SHORT EXERCISE » Sift the data below and copy out each line in which the word "beige" appears.

——————

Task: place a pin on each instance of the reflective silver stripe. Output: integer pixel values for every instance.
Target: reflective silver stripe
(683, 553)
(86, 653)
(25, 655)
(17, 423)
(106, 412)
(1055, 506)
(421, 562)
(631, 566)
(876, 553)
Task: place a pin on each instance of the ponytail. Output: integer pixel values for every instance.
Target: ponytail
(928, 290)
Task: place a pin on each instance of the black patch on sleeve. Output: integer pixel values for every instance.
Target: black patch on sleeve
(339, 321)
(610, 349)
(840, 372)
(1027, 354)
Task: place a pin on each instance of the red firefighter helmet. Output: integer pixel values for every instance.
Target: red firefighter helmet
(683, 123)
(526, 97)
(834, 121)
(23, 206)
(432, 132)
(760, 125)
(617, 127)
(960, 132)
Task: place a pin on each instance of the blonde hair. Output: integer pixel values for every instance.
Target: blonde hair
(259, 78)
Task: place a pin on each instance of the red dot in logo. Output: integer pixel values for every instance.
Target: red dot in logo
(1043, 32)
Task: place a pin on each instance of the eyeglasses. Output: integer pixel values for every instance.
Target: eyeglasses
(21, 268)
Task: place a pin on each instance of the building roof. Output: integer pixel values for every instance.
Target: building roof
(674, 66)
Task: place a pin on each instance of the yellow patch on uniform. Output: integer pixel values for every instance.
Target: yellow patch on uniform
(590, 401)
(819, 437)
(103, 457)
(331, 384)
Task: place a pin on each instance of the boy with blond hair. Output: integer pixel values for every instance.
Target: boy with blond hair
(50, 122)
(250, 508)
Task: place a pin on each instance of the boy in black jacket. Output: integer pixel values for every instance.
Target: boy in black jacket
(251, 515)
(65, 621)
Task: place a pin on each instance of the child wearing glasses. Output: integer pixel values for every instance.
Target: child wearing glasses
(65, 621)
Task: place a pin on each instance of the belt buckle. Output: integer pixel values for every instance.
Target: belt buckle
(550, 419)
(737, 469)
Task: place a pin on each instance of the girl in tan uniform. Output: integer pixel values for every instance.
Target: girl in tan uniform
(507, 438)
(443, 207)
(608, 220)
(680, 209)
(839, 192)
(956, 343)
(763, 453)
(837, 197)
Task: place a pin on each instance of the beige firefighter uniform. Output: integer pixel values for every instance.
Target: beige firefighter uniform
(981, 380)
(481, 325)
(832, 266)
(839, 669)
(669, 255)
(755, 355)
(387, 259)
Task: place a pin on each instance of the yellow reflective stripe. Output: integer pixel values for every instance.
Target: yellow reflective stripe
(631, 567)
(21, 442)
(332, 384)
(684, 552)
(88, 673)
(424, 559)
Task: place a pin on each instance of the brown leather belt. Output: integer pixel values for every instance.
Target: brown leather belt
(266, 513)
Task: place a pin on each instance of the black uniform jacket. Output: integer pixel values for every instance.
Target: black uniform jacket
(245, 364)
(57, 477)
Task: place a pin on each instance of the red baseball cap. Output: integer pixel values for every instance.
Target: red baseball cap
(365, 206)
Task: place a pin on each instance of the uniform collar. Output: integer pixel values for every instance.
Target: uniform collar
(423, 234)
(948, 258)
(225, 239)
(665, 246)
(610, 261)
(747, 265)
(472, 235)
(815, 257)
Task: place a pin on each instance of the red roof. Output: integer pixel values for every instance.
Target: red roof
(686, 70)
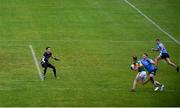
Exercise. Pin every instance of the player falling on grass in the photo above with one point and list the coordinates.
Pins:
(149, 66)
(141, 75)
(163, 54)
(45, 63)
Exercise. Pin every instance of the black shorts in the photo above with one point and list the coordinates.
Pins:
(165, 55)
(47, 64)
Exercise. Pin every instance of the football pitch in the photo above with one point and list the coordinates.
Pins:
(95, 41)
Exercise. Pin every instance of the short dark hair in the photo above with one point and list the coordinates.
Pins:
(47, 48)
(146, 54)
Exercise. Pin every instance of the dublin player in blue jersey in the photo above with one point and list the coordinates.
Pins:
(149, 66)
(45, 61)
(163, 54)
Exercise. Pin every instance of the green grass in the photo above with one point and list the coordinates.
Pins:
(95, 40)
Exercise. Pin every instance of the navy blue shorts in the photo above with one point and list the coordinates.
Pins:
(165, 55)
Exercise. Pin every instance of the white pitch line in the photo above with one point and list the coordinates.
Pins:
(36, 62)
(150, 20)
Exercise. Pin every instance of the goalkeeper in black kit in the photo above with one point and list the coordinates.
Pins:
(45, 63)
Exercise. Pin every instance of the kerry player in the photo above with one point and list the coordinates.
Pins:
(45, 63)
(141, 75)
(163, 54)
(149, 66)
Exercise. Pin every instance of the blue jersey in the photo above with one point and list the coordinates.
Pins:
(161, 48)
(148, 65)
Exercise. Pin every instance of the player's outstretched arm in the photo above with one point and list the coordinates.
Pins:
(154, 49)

——————

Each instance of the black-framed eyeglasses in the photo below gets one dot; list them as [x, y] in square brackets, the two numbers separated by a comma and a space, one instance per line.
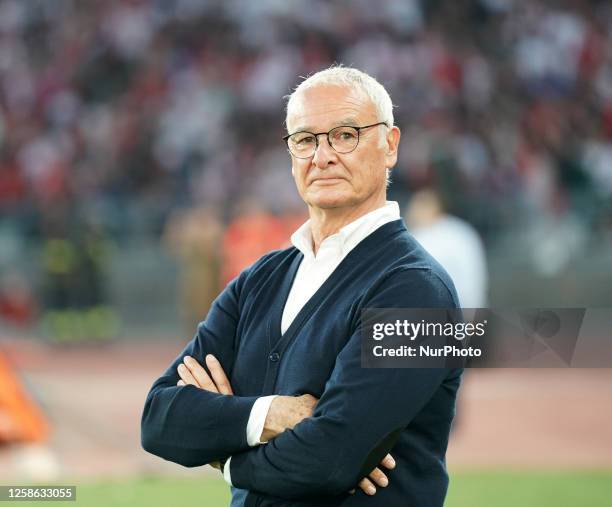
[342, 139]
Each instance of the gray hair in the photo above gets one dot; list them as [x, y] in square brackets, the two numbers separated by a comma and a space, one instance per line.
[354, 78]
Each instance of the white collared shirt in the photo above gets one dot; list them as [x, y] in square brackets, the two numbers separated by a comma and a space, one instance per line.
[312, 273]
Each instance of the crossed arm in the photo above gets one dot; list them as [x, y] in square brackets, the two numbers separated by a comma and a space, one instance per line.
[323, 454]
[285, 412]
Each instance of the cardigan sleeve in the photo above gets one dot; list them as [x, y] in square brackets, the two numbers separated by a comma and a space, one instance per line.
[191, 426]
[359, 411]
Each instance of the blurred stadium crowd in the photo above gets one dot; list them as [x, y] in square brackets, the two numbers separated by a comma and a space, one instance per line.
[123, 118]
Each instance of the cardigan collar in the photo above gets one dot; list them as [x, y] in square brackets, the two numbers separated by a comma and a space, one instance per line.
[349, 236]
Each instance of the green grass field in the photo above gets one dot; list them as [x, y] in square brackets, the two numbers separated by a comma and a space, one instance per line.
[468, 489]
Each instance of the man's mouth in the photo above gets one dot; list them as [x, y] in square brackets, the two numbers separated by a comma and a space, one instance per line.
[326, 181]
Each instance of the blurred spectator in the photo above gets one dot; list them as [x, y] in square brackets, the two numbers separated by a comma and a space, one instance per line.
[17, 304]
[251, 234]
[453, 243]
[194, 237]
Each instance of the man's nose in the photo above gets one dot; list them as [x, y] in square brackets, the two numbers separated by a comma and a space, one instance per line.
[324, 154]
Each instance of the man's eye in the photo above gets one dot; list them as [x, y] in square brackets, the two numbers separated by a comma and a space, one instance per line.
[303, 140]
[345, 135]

——————

EXERCISE RESPONSE »
Task: place a pin on each instance of the beige firefighter uniform. Output: integer pixel values for every instance.
Target: beige firefighter uniform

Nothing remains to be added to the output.